• Work to be completed: Return every record verbatim.

• Data rows:
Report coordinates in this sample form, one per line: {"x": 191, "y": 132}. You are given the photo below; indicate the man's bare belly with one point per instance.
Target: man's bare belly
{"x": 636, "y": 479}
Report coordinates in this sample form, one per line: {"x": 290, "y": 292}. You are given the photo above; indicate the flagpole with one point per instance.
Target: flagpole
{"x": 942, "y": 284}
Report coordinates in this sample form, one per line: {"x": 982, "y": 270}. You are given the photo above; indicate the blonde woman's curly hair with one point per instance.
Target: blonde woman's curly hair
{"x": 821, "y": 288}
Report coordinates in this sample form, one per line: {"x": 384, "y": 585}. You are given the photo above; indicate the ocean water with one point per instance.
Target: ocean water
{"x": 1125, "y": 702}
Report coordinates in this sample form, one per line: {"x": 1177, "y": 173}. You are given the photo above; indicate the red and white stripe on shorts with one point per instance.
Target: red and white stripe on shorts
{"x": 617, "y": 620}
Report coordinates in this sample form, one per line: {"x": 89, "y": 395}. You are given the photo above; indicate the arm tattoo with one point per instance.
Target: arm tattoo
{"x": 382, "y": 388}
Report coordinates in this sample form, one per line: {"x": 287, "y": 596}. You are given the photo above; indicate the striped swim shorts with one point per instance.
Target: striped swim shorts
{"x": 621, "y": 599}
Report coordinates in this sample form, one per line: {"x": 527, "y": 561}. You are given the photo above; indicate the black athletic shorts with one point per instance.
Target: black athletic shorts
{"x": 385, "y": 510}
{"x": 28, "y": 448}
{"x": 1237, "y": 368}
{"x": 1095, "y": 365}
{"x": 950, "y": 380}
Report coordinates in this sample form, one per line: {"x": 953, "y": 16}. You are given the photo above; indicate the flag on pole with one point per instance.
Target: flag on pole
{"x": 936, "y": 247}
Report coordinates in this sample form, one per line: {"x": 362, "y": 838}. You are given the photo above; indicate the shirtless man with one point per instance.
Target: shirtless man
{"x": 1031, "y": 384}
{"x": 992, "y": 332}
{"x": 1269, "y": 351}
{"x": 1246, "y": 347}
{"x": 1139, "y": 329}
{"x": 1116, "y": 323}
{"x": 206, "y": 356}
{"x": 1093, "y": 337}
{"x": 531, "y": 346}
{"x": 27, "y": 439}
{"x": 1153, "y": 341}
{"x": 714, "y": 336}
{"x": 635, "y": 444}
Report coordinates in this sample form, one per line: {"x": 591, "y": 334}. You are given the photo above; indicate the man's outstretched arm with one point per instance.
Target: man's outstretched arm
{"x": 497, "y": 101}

• Written answer:
Report coordinates in this sample form, one per line: {"x": 191, "y": 132}. You are given the photo below; indicate the man's bare belly with one point per instance.
Target: man's bare belly
{"x": 636, "y": 479}
Report coordinates in this sample form, one per line: {"x": 290, "y": 292}. You are given the photo above; indicate the flagpole with one point per instance.
Target: flagpole
{"x": 942, "y": 284}
Report coordinates in this sample form, one per line: {"x": 982, "y": 270}. You are given the photo above; indicate the blonde woman's curly hair with one point per instance.
Target: blonde woman's curly hair
{"x": 821, "y": 288}
Report coordinates in this sample form, one per line: {"x": 384, "y": 585}. You are given the photo above; indicate the ocean water with one point per instance.
Target: ocean water
{"x": 1125, "y": 702}
Report coordinates in this sample form, one per line: {"x": 1177, "y": 173}. You are given the photo above; indicate the red and white stripe on shorts with one point per instance.
Target: red and white stripe on shorts
{"x": 617, "y": 620}
Report coordinates in this sample form, one per line: {"x": 89, "y": 395}. You are given the photo above; indicate the arm tattoo with one point per instance.
Target: arm tattoo
{"x": 382, "y": 388}
Report coordinates in this sample form, one per line: {"x": 287, "y": 596}. You are given the photo above; indicate the striped swim shorts with one point per instance.
Target: striped swim shorts
{"x": 621, "y": 599}
Report coordinates in this sample form, one per line: {"x": 527, "y": 561}. You are given the photo above; indicate the black athletic shorts with one point per instance.
Target: black athletic shorts
{"x": 385, "y": 510}
{"x": 28, "y": 448}
{"x": 1237, "y": 368}
{"x": 1095, "y": 365}
{"x": 950, "y": 380}
Report coordinates in this sample form, one per line: {"x": 953, "y": 16}. You are given the photo above; indicate the flag on pole with one point per instance.
Target: flag on pole
{"x": 936, "y": 247}
Report coordinates in this sample form, one per line: {"x": 362, "y": 838}. You are given the photo above; indicate the shirtless man with one point per instance.
Target: shirtless man
{"x": 1031, "y": 384}
{"x": 992, "y": 332}
{"x": 1269, "y": 351}
{"x": 1246, "y": 347}
{"x": 1139, "y": 329}
{"x": 1116, "y": 323}
{"x": 206, "y": 356}
{"x": 1093, "y": 337}
{"x": 531, "y": 346}
{"x": 27, "y": 439}
{"x": 1153, "y": 341}
{"x": 714, "y": 336}
{"x": 635, "y": 444}
Report coordinates in this sample form, one per line: {"x": 591, "y": 334}. You are given the photo above; indicate the man's outstretched arm with one point per instance.
Target: man's outstretched arm
{"x": 497, "y": 101}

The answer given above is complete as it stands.